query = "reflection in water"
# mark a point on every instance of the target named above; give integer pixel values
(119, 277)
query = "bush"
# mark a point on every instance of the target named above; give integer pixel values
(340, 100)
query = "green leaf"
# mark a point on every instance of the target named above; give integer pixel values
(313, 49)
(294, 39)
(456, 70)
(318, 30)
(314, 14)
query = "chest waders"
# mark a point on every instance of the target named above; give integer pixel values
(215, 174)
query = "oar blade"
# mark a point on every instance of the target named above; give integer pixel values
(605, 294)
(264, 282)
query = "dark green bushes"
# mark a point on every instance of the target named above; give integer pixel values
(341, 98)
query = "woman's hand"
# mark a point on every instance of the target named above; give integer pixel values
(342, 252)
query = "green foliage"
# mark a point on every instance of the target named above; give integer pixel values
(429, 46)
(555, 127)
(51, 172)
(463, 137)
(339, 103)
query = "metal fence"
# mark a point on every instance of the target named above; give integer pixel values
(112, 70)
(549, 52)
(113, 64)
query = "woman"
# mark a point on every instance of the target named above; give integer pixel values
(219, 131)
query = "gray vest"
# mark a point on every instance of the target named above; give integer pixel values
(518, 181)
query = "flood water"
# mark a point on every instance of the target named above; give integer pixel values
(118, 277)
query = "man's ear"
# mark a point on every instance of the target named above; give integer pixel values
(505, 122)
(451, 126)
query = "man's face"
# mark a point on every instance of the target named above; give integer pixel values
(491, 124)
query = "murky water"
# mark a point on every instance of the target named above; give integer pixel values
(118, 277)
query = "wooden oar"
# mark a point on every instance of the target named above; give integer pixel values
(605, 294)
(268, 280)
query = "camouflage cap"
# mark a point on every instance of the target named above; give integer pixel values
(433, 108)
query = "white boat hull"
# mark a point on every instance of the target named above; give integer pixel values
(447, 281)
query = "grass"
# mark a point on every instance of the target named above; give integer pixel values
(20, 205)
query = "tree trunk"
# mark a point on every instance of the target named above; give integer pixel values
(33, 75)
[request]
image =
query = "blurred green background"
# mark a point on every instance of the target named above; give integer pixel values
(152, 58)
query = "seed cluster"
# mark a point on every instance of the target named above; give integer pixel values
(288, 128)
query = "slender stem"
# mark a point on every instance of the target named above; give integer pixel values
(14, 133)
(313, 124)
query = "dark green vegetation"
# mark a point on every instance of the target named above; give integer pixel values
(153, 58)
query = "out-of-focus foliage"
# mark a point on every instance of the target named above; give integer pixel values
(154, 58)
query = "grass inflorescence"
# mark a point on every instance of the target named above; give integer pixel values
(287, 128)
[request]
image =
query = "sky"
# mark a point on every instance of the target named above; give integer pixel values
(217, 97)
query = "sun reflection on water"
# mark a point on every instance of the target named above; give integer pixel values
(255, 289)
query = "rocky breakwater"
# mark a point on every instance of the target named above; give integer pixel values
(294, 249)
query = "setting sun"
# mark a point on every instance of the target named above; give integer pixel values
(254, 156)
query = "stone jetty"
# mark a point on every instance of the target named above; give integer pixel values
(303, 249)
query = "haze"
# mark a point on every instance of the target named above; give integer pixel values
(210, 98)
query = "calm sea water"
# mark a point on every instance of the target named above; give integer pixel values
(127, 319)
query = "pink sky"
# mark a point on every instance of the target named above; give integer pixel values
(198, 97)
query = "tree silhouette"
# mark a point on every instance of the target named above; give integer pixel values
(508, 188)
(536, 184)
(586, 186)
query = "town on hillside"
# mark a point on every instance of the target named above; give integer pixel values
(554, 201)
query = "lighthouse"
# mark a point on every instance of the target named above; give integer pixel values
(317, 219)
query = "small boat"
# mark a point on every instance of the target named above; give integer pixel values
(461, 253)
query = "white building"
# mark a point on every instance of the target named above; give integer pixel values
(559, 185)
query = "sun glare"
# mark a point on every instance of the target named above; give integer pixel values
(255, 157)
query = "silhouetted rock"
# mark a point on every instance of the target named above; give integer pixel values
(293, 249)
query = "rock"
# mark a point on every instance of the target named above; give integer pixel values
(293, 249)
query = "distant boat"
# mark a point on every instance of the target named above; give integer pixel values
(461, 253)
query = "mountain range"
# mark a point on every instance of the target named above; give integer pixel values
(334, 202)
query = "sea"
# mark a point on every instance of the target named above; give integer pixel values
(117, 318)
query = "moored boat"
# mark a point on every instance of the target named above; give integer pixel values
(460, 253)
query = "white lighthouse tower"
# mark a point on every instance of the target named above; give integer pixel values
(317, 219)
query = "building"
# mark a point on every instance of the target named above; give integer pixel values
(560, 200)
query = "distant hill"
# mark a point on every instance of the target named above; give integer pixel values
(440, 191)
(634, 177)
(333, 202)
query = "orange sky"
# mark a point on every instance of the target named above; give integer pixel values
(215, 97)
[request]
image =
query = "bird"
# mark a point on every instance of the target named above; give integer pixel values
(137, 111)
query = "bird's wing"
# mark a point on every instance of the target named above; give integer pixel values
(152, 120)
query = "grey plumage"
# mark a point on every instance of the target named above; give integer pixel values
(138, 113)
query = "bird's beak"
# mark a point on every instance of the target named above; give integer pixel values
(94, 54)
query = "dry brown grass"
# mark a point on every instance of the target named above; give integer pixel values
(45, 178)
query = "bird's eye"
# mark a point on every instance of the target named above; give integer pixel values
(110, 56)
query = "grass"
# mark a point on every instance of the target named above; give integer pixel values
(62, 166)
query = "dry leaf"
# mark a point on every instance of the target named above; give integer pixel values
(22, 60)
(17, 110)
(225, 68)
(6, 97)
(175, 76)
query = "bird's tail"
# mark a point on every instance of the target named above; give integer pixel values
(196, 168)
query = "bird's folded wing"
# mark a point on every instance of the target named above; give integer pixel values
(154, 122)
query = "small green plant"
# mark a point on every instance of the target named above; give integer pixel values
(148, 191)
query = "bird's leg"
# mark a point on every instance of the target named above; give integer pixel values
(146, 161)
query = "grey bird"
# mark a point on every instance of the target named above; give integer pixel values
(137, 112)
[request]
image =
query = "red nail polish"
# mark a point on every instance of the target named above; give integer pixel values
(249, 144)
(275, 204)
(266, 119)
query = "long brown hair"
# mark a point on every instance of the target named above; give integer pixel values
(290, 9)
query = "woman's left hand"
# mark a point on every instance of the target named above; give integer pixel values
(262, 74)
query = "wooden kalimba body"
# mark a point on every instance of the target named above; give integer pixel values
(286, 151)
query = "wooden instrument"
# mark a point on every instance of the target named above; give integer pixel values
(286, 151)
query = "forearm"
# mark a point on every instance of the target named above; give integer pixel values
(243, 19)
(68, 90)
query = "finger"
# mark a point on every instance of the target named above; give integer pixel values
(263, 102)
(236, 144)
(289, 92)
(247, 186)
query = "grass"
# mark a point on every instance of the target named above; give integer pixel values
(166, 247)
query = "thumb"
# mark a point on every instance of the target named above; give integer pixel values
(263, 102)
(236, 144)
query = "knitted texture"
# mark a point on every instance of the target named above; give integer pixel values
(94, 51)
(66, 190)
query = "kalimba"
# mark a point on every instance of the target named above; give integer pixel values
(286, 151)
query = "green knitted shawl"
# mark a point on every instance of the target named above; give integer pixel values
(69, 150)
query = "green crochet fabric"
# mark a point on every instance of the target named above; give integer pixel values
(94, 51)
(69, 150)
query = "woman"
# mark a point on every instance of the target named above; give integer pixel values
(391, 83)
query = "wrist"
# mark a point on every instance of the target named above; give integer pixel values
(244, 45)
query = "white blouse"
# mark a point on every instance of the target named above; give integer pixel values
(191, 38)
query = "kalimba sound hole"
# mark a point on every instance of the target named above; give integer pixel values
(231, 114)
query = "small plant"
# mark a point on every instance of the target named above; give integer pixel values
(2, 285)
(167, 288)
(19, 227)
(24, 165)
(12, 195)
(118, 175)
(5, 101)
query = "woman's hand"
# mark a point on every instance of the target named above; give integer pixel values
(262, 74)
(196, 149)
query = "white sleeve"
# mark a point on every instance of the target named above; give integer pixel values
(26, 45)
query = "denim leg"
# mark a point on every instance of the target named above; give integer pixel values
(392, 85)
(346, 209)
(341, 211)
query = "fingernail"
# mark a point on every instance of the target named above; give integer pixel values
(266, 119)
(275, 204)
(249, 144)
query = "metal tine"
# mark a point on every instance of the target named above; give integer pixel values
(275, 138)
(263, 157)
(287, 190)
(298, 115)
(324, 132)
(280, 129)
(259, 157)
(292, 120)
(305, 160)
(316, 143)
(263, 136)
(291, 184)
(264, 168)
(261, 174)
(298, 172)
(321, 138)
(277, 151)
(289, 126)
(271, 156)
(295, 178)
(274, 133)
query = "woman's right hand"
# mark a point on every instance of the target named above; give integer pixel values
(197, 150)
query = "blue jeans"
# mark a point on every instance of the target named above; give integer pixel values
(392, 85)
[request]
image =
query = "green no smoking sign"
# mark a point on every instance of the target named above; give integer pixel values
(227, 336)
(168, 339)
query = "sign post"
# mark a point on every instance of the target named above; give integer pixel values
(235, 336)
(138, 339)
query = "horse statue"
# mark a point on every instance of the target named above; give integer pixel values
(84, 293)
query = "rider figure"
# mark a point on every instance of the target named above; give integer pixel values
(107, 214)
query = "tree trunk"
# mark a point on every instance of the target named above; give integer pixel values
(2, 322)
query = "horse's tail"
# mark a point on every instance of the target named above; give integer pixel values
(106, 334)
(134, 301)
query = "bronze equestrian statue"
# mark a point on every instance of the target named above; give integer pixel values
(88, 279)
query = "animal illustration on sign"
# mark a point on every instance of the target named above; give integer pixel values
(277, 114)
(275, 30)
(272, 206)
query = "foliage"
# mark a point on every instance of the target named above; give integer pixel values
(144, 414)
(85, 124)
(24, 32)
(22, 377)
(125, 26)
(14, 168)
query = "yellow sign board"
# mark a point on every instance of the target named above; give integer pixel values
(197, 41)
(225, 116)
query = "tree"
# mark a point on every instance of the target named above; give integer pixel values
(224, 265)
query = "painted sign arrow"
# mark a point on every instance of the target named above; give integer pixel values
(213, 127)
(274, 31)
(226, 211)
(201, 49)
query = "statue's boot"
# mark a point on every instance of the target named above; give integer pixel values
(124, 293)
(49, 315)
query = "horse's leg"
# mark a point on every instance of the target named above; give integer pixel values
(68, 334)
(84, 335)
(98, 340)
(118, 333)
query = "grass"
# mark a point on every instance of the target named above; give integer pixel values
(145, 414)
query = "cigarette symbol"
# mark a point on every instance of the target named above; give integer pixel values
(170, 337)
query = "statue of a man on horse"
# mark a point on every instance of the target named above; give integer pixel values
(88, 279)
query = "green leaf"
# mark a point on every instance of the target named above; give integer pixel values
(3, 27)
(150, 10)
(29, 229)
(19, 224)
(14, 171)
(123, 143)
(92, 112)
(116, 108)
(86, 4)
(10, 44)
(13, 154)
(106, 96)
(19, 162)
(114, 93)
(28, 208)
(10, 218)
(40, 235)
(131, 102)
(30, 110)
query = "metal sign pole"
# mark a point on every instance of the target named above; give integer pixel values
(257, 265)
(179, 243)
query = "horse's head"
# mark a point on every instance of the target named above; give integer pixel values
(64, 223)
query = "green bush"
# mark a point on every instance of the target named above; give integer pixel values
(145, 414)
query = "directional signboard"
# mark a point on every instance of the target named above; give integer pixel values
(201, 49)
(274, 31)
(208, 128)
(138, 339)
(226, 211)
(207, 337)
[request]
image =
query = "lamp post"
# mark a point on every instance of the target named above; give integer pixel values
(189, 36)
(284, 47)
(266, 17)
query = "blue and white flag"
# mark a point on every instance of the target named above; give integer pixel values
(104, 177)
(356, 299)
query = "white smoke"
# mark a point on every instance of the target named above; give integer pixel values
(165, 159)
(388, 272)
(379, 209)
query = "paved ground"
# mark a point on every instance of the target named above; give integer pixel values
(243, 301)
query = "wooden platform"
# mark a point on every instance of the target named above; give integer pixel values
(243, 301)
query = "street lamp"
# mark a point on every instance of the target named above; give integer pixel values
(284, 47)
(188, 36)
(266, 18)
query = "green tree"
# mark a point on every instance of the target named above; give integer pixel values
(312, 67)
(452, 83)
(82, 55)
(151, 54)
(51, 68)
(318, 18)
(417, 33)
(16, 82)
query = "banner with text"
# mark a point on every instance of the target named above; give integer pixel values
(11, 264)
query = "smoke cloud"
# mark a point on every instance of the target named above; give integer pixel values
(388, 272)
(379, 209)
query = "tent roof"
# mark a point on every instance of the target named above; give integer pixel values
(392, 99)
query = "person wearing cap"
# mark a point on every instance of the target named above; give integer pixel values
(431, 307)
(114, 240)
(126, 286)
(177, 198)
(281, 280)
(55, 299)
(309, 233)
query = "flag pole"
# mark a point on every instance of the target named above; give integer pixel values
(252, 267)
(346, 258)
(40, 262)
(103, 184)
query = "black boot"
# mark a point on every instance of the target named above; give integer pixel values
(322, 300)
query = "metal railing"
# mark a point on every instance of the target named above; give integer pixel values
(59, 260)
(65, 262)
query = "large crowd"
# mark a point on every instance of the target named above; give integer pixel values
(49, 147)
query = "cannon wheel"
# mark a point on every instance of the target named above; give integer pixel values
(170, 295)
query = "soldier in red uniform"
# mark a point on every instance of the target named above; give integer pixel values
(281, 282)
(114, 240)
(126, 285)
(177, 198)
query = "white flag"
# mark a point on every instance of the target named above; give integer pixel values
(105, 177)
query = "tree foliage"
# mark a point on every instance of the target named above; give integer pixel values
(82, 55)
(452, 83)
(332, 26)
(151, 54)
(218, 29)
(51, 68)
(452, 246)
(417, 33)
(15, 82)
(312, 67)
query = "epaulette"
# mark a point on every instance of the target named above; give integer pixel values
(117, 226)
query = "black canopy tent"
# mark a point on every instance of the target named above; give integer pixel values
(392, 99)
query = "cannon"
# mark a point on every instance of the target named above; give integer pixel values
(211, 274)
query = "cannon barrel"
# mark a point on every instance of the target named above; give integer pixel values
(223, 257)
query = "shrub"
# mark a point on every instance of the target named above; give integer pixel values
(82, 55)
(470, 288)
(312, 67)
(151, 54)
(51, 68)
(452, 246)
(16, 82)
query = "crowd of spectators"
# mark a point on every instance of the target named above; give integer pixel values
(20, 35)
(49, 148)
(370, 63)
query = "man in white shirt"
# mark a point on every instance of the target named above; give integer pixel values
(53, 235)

▶ What to do: From the items above, extract every line that contains the word "wooden".

▶ Full solution:
query = "wooden oar"
query = "wooden kalimba body"
query = "wooden instrument"
query = "wooden platform"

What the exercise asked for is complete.